-------- INPUT RECORDS

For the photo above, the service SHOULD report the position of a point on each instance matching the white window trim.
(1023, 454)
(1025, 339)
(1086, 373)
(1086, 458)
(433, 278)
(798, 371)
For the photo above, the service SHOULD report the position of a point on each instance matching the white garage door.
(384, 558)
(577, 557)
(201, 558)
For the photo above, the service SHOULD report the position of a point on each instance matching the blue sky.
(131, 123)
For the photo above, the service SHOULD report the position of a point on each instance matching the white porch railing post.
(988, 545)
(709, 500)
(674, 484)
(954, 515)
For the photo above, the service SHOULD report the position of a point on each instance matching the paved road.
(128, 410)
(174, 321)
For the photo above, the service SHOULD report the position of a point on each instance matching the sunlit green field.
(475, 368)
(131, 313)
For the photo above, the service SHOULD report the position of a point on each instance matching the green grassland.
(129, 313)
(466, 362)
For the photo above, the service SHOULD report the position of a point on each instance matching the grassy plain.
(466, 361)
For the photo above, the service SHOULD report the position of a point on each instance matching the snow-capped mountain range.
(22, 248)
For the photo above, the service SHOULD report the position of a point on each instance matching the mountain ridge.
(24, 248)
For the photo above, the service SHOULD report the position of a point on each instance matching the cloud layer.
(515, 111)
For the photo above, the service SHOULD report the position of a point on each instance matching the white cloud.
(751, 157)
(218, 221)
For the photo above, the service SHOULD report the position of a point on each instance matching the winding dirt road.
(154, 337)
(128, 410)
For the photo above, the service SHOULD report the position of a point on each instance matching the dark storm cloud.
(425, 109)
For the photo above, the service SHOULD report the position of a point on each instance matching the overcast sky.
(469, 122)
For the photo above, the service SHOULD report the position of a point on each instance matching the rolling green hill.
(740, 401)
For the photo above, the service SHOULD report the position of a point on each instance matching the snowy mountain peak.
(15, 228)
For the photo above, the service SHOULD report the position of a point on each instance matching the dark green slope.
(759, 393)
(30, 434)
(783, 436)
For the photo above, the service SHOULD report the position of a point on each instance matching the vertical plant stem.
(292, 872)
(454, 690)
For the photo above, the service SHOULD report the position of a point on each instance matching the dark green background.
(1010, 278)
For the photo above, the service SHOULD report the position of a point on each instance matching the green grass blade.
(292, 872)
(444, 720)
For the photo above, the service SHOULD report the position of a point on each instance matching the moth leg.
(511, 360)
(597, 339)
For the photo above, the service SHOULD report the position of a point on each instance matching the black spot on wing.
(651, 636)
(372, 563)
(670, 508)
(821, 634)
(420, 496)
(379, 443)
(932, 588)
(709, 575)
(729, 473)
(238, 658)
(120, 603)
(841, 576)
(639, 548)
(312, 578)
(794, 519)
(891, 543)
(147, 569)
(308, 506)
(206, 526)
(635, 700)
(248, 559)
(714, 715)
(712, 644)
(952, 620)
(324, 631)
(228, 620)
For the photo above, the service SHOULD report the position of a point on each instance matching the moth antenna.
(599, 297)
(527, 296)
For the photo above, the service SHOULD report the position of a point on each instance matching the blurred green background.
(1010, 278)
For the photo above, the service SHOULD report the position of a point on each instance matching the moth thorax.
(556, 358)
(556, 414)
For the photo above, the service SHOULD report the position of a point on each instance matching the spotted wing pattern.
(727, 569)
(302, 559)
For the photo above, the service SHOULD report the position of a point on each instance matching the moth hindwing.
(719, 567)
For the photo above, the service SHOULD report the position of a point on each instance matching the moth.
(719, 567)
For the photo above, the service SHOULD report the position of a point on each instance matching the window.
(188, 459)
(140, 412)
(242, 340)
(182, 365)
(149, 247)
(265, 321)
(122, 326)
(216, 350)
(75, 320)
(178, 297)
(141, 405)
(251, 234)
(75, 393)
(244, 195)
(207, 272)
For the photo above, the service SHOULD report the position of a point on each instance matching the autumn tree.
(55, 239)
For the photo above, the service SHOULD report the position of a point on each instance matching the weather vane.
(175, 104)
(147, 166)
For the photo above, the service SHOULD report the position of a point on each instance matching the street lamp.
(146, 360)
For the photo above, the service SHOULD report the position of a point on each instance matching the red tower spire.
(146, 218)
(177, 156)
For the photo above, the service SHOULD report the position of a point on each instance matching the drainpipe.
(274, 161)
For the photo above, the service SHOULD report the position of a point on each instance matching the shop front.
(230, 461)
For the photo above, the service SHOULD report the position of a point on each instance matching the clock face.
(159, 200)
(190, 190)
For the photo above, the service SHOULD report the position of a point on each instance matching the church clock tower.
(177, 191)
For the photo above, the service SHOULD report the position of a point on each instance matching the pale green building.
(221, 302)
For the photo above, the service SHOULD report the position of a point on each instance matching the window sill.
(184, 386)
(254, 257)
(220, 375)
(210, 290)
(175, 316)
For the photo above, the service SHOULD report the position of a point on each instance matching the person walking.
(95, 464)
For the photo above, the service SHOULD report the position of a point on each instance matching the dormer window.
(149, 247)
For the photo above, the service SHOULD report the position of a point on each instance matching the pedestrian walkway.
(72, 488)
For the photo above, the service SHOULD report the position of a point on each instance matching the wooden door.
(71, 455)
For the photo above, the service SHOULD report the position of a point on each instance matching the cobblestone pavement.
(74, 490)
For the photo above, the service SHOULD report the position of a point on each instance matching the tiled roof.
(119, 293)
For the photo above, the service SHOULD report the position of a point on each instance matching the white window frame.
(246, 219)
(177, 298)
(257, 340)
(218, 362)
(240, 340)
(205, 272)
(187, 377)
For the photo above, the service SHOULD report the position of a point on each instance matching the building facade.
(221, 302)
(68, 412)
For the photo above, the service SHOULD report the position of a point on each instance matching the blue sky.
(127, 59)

----------------

Reproduce verbatim the lines from the one containing "white window frame." through the final line of the entries, including both.

For the photo above, the service SHOULD report the position of a point on each instance matching the white window frame.
(246, 219)
(177, 298)
(257, 340)
(218, 362)
(240, 340)
(205, 272)
(187, 377)
For the photo above, the service SHOULD report the position of a point on each instance matching the building facade.
(221, 302)
(68, 412)
For the photo above, the service SHOULD report the position of a point on each instance matching the blue sky.
(127, 59)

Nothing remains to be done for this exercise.